**To do**. Return all of the entries below verbatim, line for line, omitting the pictures.

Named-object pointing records
BEGIN

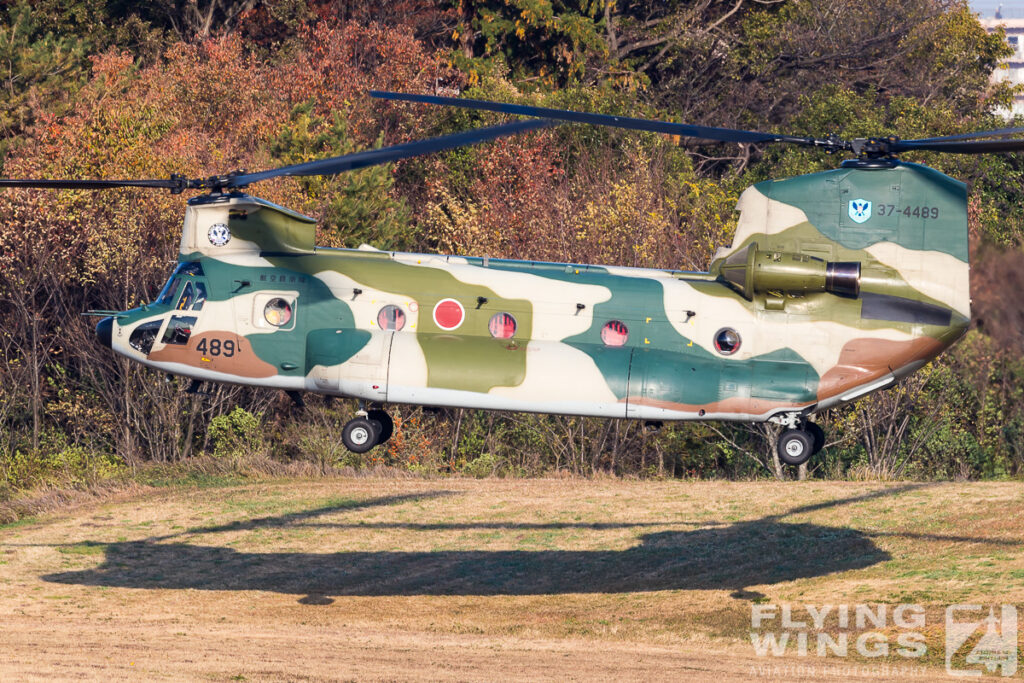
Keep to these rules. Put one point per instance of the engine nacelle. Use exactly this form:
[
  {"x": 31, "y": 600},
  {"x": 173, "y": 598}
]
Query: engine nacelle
[{"x": 752, "y": 271}]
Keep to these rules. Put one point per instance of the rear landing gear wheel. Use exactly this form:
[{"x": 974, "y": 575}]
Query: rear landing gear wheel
[
  {"x": 818, "y": 434},
  {"x": 359, "y": 434},
  {"x": 795, "y": 446},
  {"x": 385, "y": 422}
]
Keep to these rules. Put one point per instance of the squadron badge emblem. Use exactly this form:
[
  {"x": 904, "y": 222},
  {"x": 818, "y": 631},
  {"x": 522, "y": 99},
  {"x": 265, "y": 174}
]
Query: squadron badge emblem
[
  {"x": 860, "y": 210},
  {"x": 219, "y": 235}
]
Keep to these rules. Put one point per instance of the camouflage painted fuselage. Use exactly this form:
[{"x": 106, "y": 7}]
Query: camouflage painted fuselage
[{"x": 802, "y": 347}]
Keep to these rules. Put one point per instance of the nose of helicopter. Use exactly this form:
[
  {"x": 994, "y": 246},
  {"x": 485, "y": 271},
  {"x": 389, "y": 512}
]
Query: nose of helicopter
[{"x": 104, "y": 331}]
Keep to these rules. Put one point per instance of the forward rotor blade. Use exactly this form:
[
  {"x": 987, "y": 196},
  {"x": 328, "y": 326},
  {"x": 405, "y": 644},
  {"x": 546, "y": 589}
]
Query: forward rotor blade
[
  {"x": 386, "y": 155},
  {"x": 1000, "y": 132},
  {"x": 172, "y": 183},
  {"x": 960, "y": 146},
  {"x": 704, "y": 132}
]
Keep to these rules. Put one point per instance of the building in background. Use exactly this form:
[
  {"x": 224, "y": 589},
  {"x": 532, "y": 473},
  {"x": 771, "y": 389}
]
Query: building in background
[{"x": 1010, "y": 15}]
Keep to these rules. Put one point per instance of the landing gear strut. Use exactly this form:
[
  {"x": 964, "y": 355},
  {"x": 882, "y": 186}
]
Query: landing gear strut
[
  {"x": 367, "y": 429},
  {"x": 799, "y": 442}
]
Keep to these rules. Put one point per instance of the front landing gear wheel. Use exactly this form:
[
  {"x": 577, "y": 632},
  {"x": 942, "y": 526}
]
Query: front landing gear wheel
[
  {"x": 795, "y": 446},
  {"x": 359, "y": 434},
  {"x": 817, "y": 434},
  {"x": 386, "y": 423}
]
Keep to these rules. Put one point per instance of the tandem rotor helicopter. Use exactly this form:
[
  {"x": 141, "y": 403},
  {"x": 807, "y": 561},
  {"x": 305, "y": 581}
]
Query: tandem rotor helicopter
[{"x": 838, "y": 284}]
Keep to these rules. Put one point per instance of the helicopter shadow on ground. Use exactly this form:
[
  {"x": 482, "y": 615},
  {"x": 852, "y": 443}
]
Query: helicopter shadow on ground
[{"x": 709, "y": 556}]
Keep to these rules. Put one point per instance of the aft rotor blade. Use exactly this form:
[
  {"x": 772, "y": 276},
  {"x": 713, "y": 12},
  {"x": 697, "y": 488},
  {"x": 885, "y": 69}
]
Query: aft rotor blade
[
  {"x": 668, "y": 127},
  {"x": 386, "y": 155},
  {"x": 172, "y": 183}
]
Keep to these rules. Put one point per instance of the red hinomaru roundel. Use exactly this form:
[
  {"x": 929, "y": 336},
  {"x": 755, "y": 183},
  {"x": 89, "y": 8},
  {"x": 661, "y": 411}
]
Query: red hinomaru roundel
[{"x": 449, "y": 313}]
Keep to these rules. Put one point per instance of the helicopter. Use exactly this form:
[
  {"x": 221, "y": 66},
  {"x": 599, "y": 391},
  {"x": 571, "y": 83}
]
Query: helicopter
[{"x": 837, "y": 285}]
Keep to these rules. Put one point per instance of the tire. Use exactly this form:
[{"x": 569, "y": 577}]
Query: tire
[
  {"x": 359, "y": 435},
  {"x": 795, "y": 446},
  {"x": 818, "y": 434},
  {"x": 386, "y": 423}
]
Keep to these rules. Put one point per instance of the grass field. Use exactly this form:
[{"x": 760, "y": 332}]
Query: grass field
[{"x": 485, "y": 580}]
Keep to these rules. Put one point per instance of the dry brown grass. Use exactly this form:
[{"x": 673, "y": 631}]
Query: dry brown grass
[{"x": 468, "y": 580}]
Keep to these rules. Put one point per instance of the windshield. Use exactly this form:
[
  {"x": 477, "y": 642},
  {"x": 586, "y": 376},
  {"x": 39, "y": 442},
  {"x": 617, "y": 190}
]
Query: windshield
[{"x": 171, "y": 288}]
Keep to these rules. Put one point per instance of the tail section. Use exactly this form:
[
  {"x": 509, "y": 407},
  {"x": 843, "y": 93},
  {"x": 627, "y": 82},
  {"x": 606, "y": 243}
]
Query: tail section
[{"x": 904, "y": 224}]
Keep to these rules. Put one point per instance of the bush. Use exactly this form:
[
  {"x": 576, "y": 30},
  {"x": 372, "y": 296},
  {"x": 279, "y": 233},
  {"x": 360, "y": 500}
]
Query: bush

END

**Expected answer**.
Keep to these rules. Put one point per instance of the engine nacelle. Use exactly this form:
[
  {"x": 31, "y": 600},
  {"x": 173, "y": 598}
]
Query: engine nacelle
[{"x": 752, "y": 271}]
Keep to these rules. Put one point per instance of the rear landing gear wheel. Use exactly this form:
[{"x": 974, "y": 575}]
Query: rear landing gear wheel
[
  {"x": 818, "y": 434},
  {"x": 359, "y": 434},
  {"x": 795, "y": 446},
  {"x": 385, "y": 422}
]
Keep to these rules. Put one point per instance of the squadron badge emblem. Use exactly this form:
[
  {"x": 904, "y": 222},
  {"x": 818, "y": 631},
  {"x": 522, "y": 99},
  {"x": 265, "y": 174}
]
Query: squadron badge emblem
[
  {"x": 860, "y": 210},
  {"x": 219, "y": 235}
]
Keep to these rules. Put one point per instance of the camouflage painted fuselage. Use exactly this form:
[{"x": 106, "y": 7}]
Query: camouflage painted fuselage
[{"x": 802, "y": 347}]
Keep to these rules. Put one point per instance of the nose of helicopter. Use exactly this form:
[
  {"x": 994, "y": 246},
  {"x": 485, "y": 271},
  {"x": 389, "y": 512}
]
Query: nose of helicopter
[{"x": 104, "y": 331}]
Keep to these rules. Put one point per instance of the forward rotor blade. Use exactly this form:
[
  {"x": 987, "y": 196},
  {"x": 328, "y": 326},
  {"x": 405, "y": 644},
  {"x": 546, "y": 589}
]
Query: forward rotor blade
[
  {"x": 386, "y": 155},
  {"x": 1000, "y": 132},
  {"x": 172, "y": 183},
  {"x": 960, "y": 146},
  {"x": 704, "y": 132}
]
Keep to these rules. Put one point per instance of the building in background. Use exactly this form:
[
  {"x": 224, "y": 589},
  {"x": 532, "y": 473},
  {"x": 771, "y": 389}
]
Query: building in background
[{"x": 1010, "y": 15}]
Keep to these rules. Put one point per instance of the landing gear strut. Use exactly this form:
[
  {"x": 964, "y": 355},
  {"x": 882, "y": 186}
]
Query: landing gear strut
[
  {"x": 367, "y": 429},
  {"x": 799, "y": 442}
]
Keep to these rules. Put one point per instance of the front landing gear wheel. Use exactly this form:
[
  {"x": 577, "y": 632},
  {"x": 942, "y": 526}
]
Query: front landing gear wheel
[
  {"x": 795, "y": 446},
  {"x": 359, "y": 434},
  {"x": 817, "y": 434},
  {"x": 386, "y": 423}
]
Keep to these rules. Put one point per instance of the tandem rotor helicopter. Use exactly this form:
[
  {"x": 141, "y": 403},
  {"x": 807, "y": 561},
  {"x": 305, "y": 581}
]
Query: tandem rotor helicopter
[{"x": 838, "y": 284}]
Keep to these rules. Put one point per instance of the helicopter shadow on ground. Use exactly this form:
[
  {"x": 482, "y": 615},
  {"x": 852, "y": 443}
]
Query: helicopter shadow on ground
[{"x": 709, "y": 556}]
Keep to these rules. Put one point per instance of the aft rotor blade. Use exactly this form:
[
  {"x": 772, "y": 276},
  {"x": 713, "y": 12},
  {"x": 697, "y": 488},
  {"x": 885, "y": 69}
]
Query: aft rotor blade
[
  {"x": 668, "y": 127},
  {"x": 386, "y": 155},
  {"x": 172, "y": 183}
]
Keep to these rules. Put one point per instance of the red hinomaru roundel. Use exactly this form:
[
  {"x": 929, "y": 336},
  {"x": 755, "y": 183},
  {"x": 89, "y": 8},
  {"x": 661, "y": 411}
]
Query: red hinomaru roundel
[{"x": 449, "y": 313}]
Keep to these rules. Put one point per instance of the helicopter. Use exactly this form:
[
  {"x": 221, "y": 66},
  {"x": 599, "y": 391},
  {"x": 571, "y": 83}
]
Query: helicopter
[{"x": 837, "y": 285}]
Keep to these rules. Put one point per instance of the tire. Use exactly this form:
[{"x": 569, "y": 577}]
Query: tire
[
  {"x": 359, "y": 435},
  {"x": 795, "y": 446},
  {"x": 818, "y": 434},
  {"x": 386, "y": 423}
]
Keep to these rules. Put one point per instance of the grass field. Use exactly this form:
[{"x": 760, "y": 332}]
Query: grass field
[{"x": 485, "y": 580}]
Keep to these rules. Put one point per instance of the dry brown grass. Use exactly this form:
[{"x": 673, "y": 631}]
Query: dry brown grass
[{"x": 468, "y": 580}]
Keep to these rules. Put one point per instance of the windshield. Use exactly this form:
[
  {"x": 477, "y": 642},
  {"x": 586, "y": 376},
  {"x": 39, "y": 442},
  {"x": 617, "y": 190}
]
Query: windshield
[{"x": 171, "y": 288}]
Keep to these rules. Put one point per instance of the tail section. Use exactly this form:
[
  {"x": 509, "y": 407},
  {"x": 843, "y": 93},
  {"x": 627, "y": 82},
  {"x": 606, "y": 243}
]
Query: tail section
[{"x": 904, "y": 224}]
Keep to these rules. Put one point per instance of the bush. Use exactly this form:
[
  {"x": 576, "y": 30},
  {"x": 372, "y": 296},
  {"x": 279, "y": 233},
  {"x": 360, "y": 500}
]
Query: bush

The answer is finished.